(Items from a data source)
## begin

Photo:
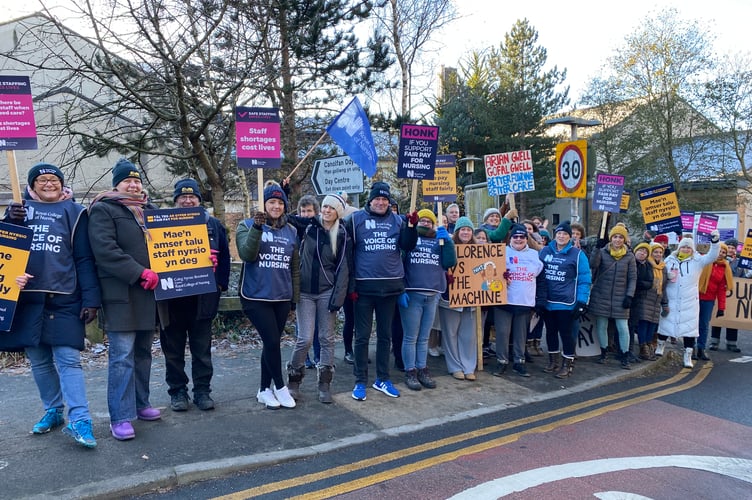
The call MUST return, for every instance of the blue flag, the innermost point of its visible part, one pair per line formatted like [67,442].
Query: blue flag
[352,132]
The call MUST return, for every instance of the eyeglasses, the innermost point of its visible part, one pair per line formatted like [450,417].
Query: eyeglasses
[52,180]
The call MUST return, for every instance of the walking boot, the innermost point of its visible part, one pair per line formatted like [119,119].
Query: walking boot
[602,359]
[567,365]
[411,380]
[660,348]
[553,362]
[325,381]
[688,357]
[294,379]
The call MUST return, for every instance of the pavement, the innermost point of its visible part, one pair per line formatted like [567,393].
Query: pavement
[240,434]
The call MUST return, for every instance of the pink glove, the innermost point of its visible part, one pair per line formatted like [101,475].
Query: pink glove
[149,279]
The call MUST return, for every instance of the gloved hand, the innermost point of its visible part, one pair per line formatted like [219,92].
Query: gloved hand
[88,314]
[580,310]
[412,218]
[16,211]
[403,300]
[149,279]
[259,219]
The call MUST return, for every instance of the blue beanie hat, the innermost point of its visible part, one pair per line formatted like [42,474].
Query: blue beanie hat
[122,170]
[44,168]
[186,186]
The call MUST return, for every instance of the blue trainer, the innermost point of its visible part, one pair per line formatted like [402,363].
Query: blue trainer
[359,392]
[386,387]
[51,419]
[81,431]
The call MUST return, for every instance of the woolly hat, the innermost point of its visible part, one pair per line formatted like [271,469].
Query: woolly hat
[425,213]
[274,190]
[186,186]
[122,170]
[379,189]
[564,226]
[463,222]
[661,239]
[619,229]
[336,202]
[489,212]
[518,229]
[44,168]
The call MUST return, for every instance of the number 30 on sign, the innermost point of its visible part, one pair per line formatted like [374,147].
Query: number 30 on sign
[571,169]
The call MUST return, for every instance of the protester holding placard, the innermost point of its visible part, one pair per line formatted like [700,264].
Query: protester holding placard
[715,280]
[614,282]
[425,281]
[325,262]
[118,239]
[684,268]
[379,236]
[564,297]
[60,294]
[190,318]
[270,287]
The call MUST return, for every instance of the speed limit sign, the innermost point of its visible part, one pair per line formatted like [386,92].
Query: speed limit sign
[571,169]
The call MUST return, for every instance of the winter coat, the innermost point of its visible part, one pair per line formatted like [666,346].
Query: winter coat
[613,280]
[683,295]
[54,318]
[121,255]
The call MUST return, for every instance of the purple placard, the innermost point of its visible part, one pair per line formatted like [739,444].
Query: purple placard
[608,191]
[18,129]
[417,151]
[706,225]
[257,137]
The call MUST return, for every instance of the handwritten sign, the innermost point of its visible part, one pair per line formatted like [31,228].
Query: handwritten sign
[479,276]
[660,208]
[15,245]
[509,172]
[179,252]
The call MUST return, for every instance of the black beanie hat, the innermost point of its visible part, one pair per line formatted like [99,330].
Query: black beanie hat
[44,168]
[122,170]
[186,186]
[379,189]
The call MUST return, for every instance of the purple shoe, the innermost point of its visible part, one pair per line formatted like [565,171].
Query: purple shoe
[122,431]
[149,413]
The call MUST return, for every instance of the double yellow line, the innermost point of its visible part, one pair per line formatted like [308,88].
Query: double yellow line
[649,392]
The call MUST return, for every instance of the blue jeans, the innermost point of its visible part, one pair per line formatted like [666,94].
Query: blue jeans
[128,373]
[59,376]
[706,311]
[417,320]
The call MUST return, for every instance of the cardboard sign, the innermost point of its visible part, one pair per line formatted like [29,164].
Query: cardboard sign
[15,245]
[443,187]
[18,129]
[509,172]
[479,276]
[257,137]
[738,306]
[607,196]
[660,209]
[417,151]
[179,252]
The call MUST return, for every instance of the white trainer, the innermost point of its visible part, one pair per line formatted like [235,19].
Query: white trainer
[266,397]
[284,397]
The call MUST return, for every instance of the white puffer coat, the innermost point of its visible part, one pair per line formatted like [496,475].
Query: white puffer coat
[683,295]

## end

■ EXERCISE DETAILS
Starting at the line that contains "formatted like [565,171].", write out every line to the end of the entries, exactly as given.

■ SOLUTION
The call MUST return, for every instance of the purple shoe, the innermost point of its visible part, one pair per line formatted like [565,171].
Query: purple shoe
[122,431]
[149,413]
The call MUST return, for every instance of the double yellow line, the innermost point of its visible part, one pair per line formatted like [308,88].
Query: double yellow line
[649,392]
The call MUST return, for every instance of the blue jeans, the innermost point of its visible part, one pair per line formatted like [666,94].
Query: blue jeans
[128,373]
[59,376]
[706,311]
[417,320]
The call MUST return, for every instance of the cardboard sign, the innermost point of its visible part, one pair per line formatted like [29,164].
Query: cardboard sign
[15,245]
[443,187]
[18,129]
[509,172]
[479,276]
[257,137]
[738,306]
[607,196]
[660,209]
[417,151]
[179,252]
The call MUST return, for every instance of the white trainer, the innermost point of its visible part, one pair per line formatted like [235,19].
Query: white trainer
[266,397]
[284,397]
The call MUST return, for every instance of the white puffer coat, the innermost point of its visible part, one pair per line formatted like [496,475].
Query: white puffer coat
[683,295]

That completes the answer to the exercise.